Instructions for the task:
Transcribe the forum thread on speeding up a Java array search between "Can I use String" and "extremely fast lookup.", inclusive.

Source text:

★ ★ ★ ★

Java Forum / General / January 2008
Faster than Array search?
Sanny - 14 Jan 2008 09:18 GMT I have a piece of code where i need to search from an Array list
For Example
char[] array1= new char[100];
for (int i=0;i<100000;i++){
int hh=function1(i); if (array1[hh]=='K') ff+=function2(hh); }
Here I found most of the time is spent in evaluating the if condition
if (array1[hh]=='K').
How can this char array be searched faster than finding hh position equal to 'K' or not.
Can I use String / BufferString to increase the speed of above evaluation?
Will using Vector / List improve or can I use Set. What will be the fastest way to replace this condition statement. if (array1[hh]=='K').
Bye Sanny
Roedy Green - 14 Jan 2008 09:22 GMT On Mon, 14 Jan 2008 01:18:00 -0800 (PST), Sanny <softtanks@hotmail.com> wrote, quoted or indirectly quoted someone who said :
>How can this char array be searched faster than finding hh position >equal to 'K' or not. see http://mindprod.com/jgloss/binarysearch.html
http://mindprod.com/jgloss/hashmap.html
You might even be able use 'K' (perhaps modified with an offset) as an index into an array for an extremely fast lookup.
e.g.. header[ letter - 'A' ];
 Signature Roedy Green, Canadian Mind Products The Java Glossary, http://mindprod.com
Sanny - 14 Jan 2008 11:07 GMT On Jan 14, 2:22 pm, Roedy Green <see_webs...@mindprod.com.invalid> wrote:
> On Mon, 14 Jan 2008 01:18:00 -0800 (PST), Sanny > <softta...@hotmail.com> wrote, quoted or indirectly quoted someone who [quoted text clipped - 6 lines] > > http://mindprod.com/jgloss/hashmap.html I am using Array char[] array1= new char[100]; This array is not sorted So how can I use Binary search?

★ ★ ★ ★

Given data:
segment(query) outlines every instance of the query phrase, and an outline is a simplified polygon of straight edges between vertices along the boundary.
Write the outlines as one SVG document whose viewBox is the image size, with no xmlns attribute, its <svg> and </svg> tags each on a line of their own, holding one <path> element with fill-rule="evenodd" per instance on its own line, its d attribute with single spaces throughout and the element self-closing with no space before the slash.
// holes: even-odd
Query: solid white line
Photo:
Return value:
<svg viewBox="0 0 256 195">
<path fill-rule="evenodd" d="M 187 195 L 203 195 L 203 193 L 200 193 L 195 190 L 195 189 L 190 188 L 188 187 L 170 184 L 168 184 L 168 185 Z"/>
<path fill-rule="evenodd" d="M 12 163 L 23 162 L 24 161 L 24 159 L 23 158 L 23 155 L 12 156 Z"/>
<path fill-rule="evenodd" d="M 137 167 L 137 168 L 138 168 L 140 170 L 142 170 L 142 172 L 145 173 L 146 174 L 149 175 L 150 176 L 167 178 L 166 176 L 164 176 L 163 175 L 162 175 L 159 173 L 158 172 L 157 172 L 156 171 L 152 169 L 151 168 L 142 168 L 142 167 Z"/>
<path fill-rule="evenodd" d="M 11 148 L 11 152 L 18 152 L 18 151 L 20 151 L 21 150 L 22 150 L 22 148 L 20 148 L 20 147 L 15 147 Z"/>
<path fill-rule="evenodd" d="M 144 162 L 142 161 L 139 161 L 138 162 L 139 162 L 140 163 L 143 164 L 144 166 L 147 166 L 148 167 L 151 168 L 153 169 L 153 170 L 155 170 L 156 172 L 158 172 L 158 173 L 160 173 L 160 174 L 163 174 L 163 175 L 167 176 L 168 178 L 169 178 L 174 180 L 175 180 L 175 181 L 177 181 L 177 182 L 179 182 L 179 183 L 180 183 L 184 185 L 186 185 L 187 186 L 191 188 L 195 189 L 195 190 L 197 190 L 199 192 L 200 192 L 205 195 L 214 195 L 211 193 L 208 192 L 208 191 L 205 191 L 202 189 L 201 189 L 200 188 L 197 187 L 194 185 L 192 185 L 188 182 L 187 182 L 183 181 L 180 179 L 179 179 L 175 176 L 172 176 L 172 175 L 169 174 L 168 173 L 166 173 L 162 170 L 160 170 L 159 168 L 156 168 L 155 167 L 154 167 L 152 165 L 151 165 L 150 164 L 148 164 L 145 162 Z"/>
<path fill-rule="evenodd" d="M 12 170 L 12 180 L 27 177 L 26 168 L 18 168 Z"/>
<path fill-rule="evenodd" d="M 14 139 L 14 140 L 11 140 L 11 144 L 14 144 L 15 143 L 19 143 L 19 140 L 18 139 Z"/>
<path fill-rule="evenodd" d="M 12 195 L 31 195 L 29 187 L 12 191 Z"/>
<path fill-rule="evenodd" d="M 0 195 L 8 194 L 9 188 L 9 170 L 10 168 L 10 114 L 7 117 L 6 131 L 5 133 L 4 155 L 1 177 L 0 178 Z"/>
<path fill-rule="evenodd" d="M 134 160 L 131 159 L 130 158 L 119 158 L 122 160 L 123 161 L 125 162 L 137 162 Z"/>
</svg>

★ ★ ★ ★

Worked answer:
Can I use String / BufferString to increase the speed of above evaluation?
Will using Vector / List improve or can I use Set. What will be the fastest way to replace this condition statement. if (array1[hh]=='K').
Bye Sanny
Roedy Green - 14 Jan 2008 09:22 GMT On Mon, 14 Jan 2008 01:18:00 -0800 (PST), Sanny <softtanks@hotmail.com> wrote, quoted or indirectly quoted someone who said :
>How can this char array be searched faster than finding hh position >equal to 'K' or not. see http://mindprod.com/jgloss/binarysearch.html
http://mindprod.com/jgloss/hashmap.html
You might even be able use 'K' (perhaps modified with an offset) as an index into an array for an extremely fast lookup.